Passage given:
::::::
I get asked a lot about setting prices. With virtually every client, this discussion surfaces. Here’s what you need to know about pricing your products and services.
Bad Pad Thai:
Friday night I was working late. As such, I ordered take out.
Pad Thai is one of my favorite meals, and there’s a new place that I order from occasionally.
Thirty minutes later, I picked up the Pad Thai. It cost $15.
But I was disappointed. It wasn’t super warm. The container was small. And the flavor was just OK.
I immediately thought, “Next time, I’m just going to Chipotle.” I’d rather have an $8 burrito.
It wasn’t that I had an issue spending $15 on Pad Thai. The issue was that it didn’t seem worth the value. And as a result, I’m going to be spending far more money on burritos and far less on Pad Thai.
Charging Lots of Money:
One of the most successful clients we’ve worked within the past two years is a manufacturing operation. And they paid us a lot of money to work with them.
But we’re getting incredible results. Our team is happy. The client is happy. We’re looking to renew soon.
When I originally sent out the proposal, I was a little nervous. It was tens of thousands of dollars for a few months of work.
Would they say yes? Would we be successful?
Part of me wanted to reduce the price. Maybe then they’d say yes.
But I stood my ground. As a result, they take our work seriously. We take them seriously as clients. And we’re seeing massive success in the organization.
So….what does this mean?
::::::
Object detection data

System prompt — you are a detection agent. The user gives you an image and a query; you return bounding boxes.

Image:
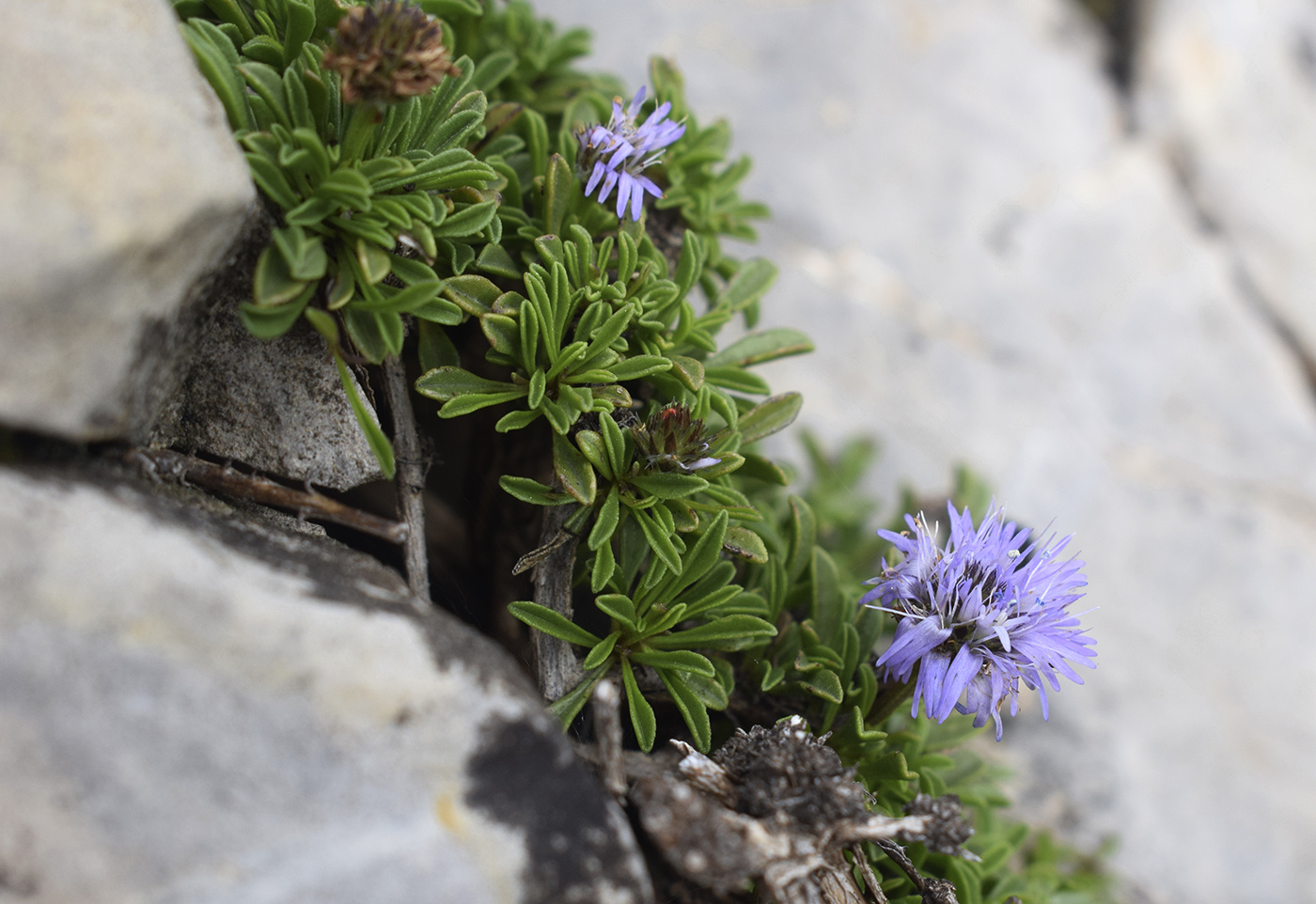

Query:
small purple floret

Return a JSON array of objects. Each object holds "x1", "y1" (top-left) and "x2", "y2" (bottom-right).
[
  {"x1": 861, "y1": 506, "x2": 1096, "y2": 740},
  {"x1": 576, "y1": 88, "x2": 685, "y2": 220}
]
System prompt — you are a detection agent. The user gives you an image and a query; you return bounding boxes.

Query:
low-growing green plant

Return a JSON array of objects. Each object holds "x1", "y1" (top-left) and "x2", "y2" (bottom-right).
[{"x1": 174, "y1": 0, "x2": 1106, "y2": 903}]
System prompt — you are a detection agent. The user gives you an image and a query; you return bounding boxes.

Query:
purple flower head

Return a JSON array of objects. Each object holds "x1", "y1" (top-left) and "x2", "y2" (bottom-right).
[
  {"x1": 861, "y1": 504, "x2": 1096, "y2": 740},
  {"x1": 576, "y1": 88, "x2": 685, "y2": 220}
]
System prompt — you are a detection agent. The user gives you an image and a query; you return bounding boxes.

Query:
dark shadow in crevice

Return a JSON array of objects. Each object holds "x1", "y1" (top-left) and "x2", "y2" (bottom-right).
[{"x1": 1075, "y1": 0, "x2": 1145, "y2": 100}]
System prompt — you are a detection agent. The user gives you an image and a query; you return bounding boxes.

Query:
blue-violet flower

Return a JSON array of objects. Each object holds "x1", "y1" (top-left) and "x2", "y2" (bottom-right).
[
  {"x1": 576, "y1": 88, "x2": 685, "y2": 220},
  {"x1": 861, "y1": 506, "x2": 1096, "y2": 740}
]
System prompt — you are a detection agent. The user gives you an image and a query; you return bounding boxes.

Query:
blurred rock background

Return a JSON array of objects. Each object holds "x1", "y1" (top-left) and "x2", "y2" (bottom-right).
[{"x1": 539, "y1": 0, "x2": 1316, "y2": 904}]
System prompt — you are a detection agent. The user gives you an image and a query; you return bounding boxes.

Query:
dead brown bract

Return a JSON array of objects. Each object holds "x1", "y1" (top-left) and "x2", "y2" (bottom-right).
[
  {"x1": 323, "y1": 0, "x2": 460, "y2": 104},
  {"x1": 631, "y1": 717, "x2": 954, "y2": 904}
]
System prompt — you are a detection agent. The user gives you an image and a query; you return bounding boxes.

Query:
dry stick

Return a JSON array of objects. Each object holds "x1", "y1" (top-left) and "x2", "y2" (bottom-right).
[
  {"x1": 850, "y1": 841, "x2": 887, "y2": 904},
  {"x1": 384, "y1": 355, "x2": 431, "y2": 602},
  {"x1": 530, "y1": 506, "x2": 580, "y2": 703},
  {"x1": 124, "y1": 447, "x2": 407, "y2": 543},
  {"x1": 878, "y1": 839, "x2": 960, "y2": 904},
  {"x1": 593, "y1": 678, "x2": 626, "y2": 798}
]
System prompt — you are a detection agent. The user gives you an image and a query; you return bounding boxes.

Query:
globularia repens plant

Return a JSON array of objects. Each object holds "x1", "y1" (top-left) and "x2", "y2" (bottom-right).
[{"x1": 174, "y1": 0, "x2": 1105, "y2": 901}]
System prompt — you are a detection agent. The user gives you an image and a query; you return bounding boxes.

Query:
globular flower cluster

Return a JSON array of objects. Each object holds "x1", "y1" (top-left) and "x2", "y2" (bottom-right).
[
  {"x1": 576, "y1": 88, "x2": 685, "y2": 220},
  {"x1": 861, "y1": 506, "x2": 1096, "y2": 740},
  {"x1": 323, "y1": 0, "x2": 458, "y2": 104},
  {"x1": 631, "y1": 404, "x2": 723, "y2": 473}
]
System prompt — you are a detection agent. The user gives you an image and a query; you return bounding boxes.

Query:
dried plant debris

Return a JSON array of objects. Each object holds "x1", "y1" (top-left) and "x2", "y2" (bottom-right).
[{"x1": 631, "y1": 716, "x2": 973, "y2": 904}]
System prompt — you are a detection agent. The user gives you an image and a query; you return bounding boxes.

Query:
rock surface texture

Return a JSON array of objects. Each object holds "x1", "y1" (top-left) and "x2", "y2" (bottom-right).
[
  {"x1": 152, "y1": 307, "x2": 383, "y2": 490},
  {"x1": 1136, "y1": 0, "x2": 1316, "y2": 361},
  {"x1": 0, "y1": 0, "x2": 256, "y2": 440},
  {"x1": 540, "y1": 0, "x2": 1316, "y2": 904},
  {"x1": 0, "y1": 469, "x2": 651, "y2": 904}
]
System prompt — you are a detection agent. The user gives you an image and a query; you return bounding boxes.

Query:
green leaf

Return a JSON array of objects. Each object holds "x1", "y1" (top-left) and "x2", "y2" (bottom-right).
::::::
Given task: Please revise the part of the pricing article that opens with the words containing "But we’re getting" and closes with "months of work.", putting "quote" in place of "proposal".

Task result:
But we’re getting incredible results. Our team is happy. The client is happy. We’re looking to renew soon.
When I originally sent out the quote, I was a little nervous. It was tens of thousands of dollars for a few months of work.